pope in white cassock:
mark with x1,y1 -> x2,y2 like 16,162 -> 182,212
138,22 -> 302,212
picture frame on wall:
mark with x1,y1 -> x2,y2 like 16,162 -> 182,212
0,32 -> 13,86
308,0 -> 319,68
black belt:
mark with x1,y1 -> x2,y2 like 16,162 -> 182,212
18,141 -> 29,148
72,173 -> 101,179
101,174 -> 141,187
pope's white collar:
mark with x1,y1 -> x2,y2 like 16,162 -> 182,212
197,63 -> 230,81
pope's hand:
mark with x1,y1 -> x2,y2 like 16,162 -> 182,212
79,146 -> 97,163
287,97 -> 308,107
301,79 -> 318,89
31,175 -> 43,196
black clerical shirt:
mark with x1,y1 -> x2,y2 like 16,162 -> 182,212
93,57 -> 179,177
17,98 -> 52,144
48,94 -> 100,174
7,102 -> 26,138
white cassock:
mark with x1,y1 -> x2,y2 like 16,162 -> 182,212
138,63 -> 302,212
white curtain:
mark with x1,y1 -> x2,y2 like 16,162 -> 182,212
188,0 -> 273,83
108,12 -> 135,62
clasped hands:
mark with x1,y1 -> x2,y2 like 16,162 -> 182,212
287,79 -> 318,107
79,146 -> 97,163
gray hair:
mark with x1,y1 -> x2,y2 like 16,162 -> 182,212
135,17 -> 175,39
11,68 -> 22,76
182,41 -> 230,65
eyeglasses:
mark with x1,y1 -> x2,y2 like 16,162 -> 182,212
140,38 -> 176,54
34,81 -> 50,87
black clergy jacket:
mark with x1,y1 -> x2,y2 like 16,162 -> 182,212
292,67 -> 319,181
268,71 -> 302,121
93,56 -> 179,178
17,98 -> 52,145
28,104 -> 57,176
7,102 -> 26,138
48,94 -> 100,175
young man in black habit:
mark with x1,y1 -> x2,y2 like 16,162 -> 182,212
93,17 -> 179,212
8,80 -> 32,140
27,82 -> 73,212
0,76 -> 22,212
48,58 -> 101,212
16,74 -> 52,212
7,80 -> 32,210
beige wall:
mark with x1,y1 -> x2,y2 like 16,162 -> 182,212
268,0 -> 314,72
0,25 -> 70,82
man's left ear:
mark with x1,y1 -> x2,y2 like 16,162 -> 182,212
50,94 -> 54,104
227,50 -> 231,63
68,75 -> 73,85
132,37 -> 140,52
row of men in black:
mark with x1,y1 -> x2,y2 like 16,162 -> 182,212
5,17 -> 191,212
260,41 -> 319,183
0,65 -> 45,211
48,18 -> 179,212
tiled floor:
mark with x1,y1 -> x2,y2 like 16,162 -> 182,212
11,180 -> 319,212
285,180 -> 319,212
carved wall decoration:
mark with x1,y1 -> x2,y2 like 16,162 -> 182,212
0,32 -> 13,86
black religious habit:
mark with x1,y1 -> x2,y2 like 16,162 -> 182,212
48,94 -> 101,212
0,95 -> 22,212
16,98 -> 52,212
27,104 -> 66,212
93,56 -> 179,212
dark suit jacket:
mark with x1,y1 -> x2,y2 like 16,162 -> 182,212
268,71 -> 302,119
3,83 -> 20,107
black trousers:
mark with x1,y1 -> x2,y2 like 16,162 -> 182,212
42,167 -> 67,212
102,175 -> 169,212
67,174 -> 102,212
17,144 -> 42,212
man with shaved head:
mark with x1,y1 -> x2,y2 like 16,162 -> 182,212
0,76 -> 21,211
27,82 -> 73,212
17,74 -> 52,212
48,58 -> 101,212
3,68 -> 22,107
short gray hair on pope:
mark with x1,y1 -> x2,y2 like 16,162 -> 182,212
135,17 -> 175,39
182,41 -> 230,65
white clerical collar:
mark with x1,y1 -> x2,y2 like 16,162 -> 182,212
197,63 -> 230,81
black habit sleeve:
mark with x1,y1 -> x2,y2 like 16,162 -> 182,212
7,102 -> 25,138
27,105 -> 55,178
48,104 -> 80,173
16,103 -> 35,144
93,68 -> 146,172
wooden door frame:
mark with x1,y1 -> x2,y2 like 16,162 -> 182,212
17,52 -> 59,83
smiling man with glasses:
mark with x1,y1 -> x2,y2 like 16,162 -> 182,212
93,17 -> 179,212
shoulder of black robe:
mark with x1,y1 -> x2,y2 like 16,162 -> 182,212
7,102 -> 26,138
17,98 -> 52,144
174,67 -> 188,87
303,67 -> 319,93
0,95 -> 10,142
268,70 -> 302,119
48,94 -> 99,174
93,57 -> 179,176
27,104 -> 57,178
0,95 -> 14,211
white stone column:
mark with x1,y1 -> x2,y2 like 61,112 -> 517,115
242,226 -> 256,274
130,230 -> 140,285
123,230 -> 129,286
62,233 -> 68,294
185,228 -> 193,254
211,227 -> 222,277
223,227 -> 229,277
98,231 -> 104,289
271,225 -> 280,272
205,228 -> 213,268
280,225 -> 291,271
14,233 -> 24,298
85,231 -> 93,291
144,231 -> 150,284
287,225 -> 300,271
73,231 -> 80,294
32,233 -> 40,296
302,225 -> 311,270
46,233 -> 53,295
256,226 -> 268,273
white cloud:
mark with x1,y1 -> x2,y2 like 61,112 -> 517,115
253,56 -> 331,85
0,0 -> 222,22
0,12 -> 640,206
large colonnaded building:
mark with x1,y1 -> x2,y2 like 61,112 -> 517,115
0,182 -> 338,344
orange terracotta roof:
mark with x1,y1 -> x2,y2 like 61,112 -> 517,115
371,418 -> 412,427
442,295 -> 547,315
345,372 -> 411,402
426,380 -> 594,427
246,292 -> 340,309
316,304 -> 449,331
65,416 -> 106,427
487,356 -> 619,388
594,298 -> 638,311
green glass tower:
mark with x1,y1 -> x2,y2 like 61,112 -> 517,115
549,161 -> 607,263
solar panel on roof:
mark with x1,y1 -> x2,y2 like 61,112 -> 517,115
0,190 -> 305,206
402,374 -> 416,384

◆ **Problem details**:
Please copy the lines exactly, starting at the first line and ending at the line that contains "132,37 -> 140,52", with both included.

◆ **Task response**:
pope in white cassock:
mark with x1,y1 -> x2,y2 like 16,162 -> 182,212
138,22 -> 302,212
picture frame on wall:
mark with x1,y1 -> x2,y2 like 16,162 -> 182,212
0,32 -> 13,86
308,0 -> 319,68
black belt:
mark with x1,y1 -> x2,y2 like 16,162 -> 182,212
18,141 -> 29,148
72,173 -> 101,179
101,174 -> 141,187
pope's white collar:
mark with x1,y1 -> x2,y2 like 16,162 -> 182,212
197,63 -> 230,81
pope's hand:
mark with x1,y1 -> x2,y2 like 16,162 -> 182,212
79,146 -> 97,163
287,97 -> 308,107
301,79 -> 318,89
31,175 -> 43,196
black clerical shirt:
mark with x1,y1 -> x2,y2 like 16,162 -> 182,212
93,57 -> 179,177
17,98 -> 52,144
48,94 -> 100,174
7,102 -> 26,138
white cassock:
mark with x1,y1 -> x2,y2 like 16,162 -> 182,212
138,63 -> 302,212
white curtain:
mark with x1,y1 -> x2,y2 like 16,162 -> 182,212
188,0 -> 273,83
108,12 -> 135,62
clasped hands:
mark with x1,y1 -> x2,y2 like 16,162 -> 182,212
287,79 -> 318,107
79,146 -> 97,163
gray hair:
mark with x1,y1 -> x2,y2 like 16,162 -> 182,212
135,17 -> 175,39
11,68 -> 22,76
182,41 -> 230,65
eyeglasses:
mark with x1,y1 -> x2,y2 like 16,162 -> 182,212
140,38 -> 176,54
34,81 -> 50,87
black clergy jacket:
mark with x1,y1 -> x2,y2 like 16,162 -> 182,212
292,67 -> 319,181
268,71 -> 302,121
93,56 -> 179,178
17,98 -> 52,145
28,104 -> 57,176
7,102 -> 26,138
48,94 -> 100,175
young man in black habit:
mark with x1,y1 -> x2,y2 like 16,162 -> 182,212
93,17 -> 179,212
8,80 -> 32,140
27,82 -> 73,212
0,76 -> 22,212
48,58 -> 101,212
16,74 -> 52,212
7,80 -> 32,210
beige wall:
mark with x1,y1 -> x2,y2 like 16,162 -> 182,212
268,0 -> 314,72
0,25 -> 70,82
man's left ear:
mark with x1,y1 -> x2,y2 like 16,162 -> 182,212
50,94 -> 54,104
227,50 -> 231,63
68,75 -> 73,85
132,37 -> 140,52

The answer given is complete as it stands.